# Study questions:
[a] According to the International Women's Day article, who is the chairperson of the Sharjah Business Women Council?
[b] List every person named in the International Women's Day article.
[c] Set down the passage of the International Women's Day article from "These were from" up to and including "Monday, (March 8).".

# Excerpt provided:
Photo has been used for illustrative purposes.
Mariecar Jara-Puyod, Senior Reporter
Women, particularly businesswomen and entrepreneurs must be responsible in empowering themselves towards an “equitable society and common future for all.” Helping women empower themselves helps the world heal, move on and move forward from the continuing scourge of the Novel Coronavirus (COVID-19).
These were from Sharjah Business Women Council chairperson Sheikha Hind Bint Majid Al Qasimi and Rwandan Ambassador to the UAE Emmanuel Hategeka who shared their respective opinion pieces on the occasion of International Women’s Day (IWD) on Monday, (March 8).
In her “Investing ‘Big’ in Women’s Ambitions and Achievements,” Al Qasimi wrote that as businesswomen and entrepreneurs must allocate periodic assessments of their professional lives and decisions, “(they) are not only the guardians of their achievements and those of their female peers; they are responsible for taking them to a level reflective of real, qualitative partnerships (which) should not just be justified by the women-to-men ratio, but by the impact their businesses have on the economy and on community, and whether or not their business mission and outcomes are in service of national interests.”

Excerpts from a dataset

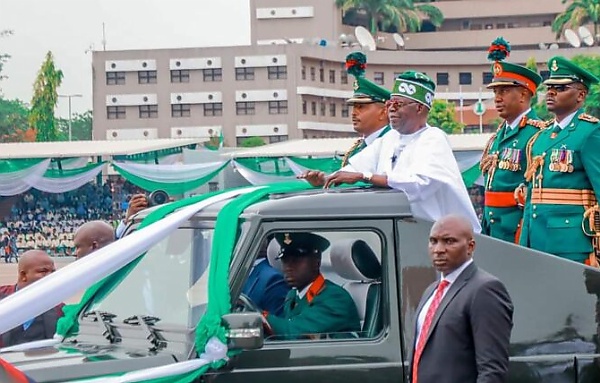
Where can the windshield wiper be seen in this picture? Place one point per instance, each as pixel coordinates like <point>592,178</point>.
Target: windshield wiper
<point>148,322</point>
<point>106,318</point>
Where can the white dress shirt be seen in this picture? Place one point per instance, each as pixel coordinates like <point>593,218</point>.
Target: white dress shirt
<point>423,166</point>
<point>451,278</point>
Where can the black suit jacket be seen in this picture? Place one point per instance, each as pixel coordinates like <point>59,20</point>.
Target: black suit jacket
<point>470,334</point>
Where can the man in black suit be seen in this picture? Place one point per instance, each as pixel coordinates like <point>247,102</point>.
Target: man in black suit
<point>464,320</point>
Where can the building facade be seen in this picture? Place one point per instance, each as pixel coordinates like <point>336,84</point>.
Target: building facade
<point>291,83</point>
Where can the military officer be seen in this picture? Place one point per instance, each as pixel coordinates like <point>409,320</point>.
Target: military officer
<point>369,113</point>
<point>563,171</point>
<point>503,163</point>
<point>314,305</point>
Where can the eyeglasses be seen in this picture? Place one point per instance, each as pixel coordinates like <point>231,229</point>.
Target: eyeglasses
<point>398,104</point>
<point>560,88</point>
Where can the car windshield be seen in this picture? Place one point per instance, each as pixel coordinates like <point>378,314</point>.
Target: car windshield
<point>169,283</point>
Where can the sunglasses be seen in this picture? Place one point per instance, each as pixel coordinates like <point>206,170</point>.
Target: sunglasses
<point>398,104</point>
<point>560,88</point>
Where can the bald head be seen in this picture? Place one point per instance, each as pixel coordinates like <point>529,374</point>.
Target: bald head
<point>451,243</point>
<point>92,236</point>
<point>33,266</point>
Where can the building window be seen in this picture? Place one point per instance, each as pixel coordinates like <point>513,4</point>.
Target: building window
<point>277,107</point>
<point>115,78</point>
<point>442,78</point>
<point>274,139</point>
<point>115,112</point>
<point>147,77</point>
<point>345,110</point>
<point>212,74</point>
<point>487,77</point>
<point>244,74</point>
<point>464,78</point>
<point>344,77</point>
<point>181,110</point>
<point>277,72</point>
<point>245,108</point>
<point>180,75</point>
<point>214,109</point>
<point>148,111</point>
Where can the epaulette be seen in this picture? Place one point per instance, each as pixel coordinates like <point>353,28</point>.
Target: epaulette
<point>537,123</point>
<point>588,118</point>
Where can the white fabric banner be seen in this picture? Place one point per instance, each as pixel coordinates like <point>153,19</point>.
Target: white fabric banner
<point>21,181</point>
<point>257,178</point>
<point>65,184</point>
<point>48,292</point>
<point>170,173</point>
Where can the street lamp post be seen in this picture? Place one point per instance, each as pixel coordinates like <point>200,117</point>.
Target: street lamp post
<point>70,96</point>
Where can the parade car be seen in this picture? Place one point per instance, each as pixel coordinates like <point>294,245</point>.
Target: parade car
<point>378,252</point>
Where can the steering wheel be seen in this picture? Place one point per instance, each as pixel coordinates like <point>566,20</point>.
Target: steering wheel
<point>244,304</point>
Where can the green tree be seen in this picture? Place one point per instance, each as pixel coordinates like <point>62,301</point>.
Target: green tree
<point>443,115</point>
<point>532,65</point>
<point>45,98</point>
<point>81,127</point>
<point>405,15</point>
<point>577,13</point>
<point>252,142</point>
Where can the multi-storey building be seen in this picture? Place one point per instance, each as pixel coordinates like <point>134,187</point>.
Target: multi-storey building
<point>291,82</point>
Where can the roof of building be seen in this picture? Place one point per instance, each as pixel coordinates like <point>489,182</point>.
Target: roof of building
<point>68,149</point>
<point>336,146</point>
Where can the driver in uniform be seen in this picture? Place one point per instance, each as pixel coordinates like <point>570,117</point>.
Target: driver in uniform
<point>315,305</point>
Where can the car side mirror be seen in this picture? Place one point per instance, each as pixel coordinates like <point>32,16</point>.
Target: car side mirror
<point>245,331</point>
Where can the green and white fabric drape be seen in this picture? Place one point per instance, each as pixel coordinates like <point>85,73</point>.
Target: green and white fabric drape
<point>173,179</point>
<point>18,176</point>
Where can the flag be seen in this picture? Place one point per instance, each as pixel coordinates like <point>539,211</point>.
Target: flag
<point>10,374</point>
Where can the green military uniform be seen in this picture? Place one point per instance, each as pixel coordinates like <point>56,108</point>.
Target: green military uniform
<point>325,308</point>
<point>564,178</point>
<point>503,163</point>
<point>365,92</point>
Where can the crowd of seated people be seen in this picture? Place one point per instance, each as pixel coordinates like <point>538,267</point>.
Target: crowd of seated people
<point>40,220</point>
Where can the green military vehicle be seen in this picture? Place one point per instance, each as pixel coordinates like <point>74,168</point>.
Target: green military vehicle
<point>148,320</point>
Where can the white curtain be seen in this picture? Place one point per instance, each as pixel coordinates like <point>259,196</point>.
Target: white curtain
<point>65,184</point>
<point>20,181</point>
<point>257,178</point>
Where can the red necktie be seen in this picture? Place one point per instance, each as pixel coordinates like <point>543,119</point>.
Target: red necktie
<point>435,303</point>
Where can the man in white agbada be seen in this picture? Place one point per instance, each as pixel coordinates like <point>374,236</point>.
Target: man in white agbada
<point>415,158</point>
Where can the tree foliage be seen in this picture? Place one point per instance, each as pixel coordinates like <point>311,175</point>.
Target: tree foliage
<point>81,127</point>
<point>252,142</point>
<point>577,13</point>
<point>443,115</point>
<point>45,98</point>
<point>405,15</point>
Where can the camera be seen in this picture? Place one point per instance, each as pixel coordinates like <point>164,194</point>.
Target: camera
<point>158,197</point>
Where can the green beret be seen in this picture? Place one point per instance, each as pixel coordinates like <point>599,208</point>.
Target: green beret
<point>415,85</point>
<point>512,74</point>
<point>563,71</point>
<point>300,244</point>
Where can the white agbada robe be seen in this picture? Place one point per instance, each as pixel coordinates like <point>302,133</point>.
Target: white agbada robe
<point>423,166</point>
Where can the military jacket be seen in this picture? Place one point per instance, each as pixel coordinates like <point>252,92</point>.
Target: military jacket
<point>503,165</point>
<point>331,311</point>
<point>568,160</point>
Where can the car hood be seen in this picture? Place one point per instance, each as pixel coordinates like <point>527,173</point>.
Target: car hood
<point>65,362</point>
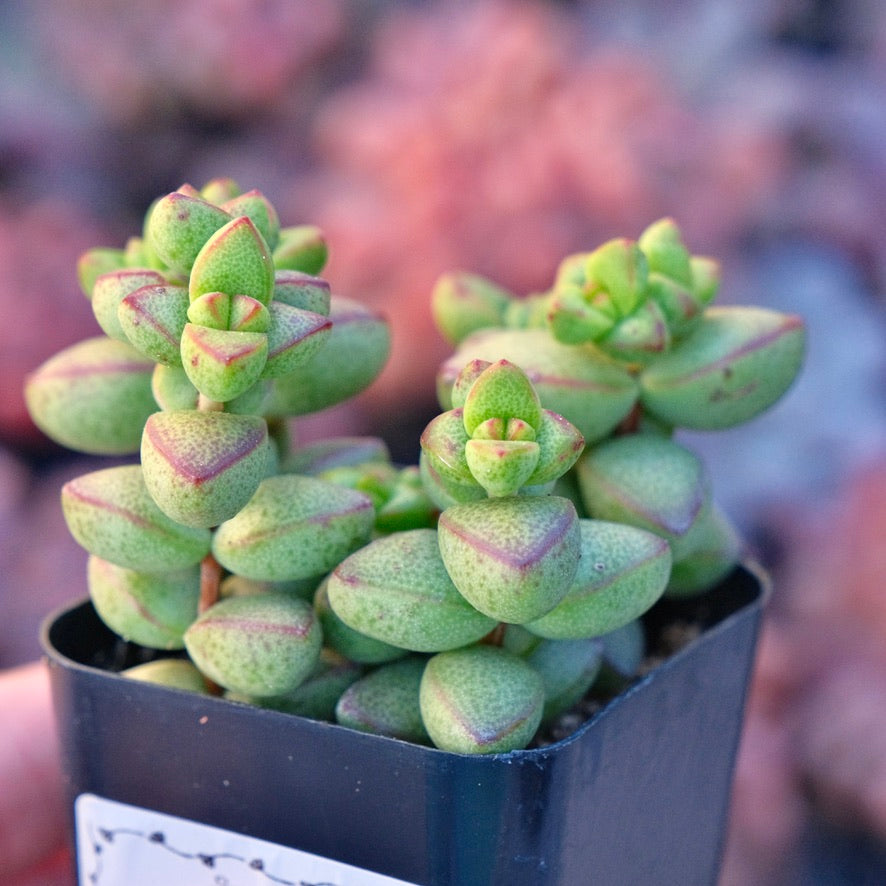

# Outputs for the tasks:
[a] Sheikha Hind Bint Majid Al Qasimi

[b] Mariecar Jara-Puyod, Sheikha Hind Bint Majid Al Qasimi, Emmanuel Hategeka

[c]
These were from Sharjah Business Women Council chairperson Sheikha Hind Bint Majid Al Qasimi and Rwandan Ambassador to the UAE Emmanuel Hategeka who shared their respective opinion pieces on the occasion of International Women’s Day (IWD) on Monday, (March 8).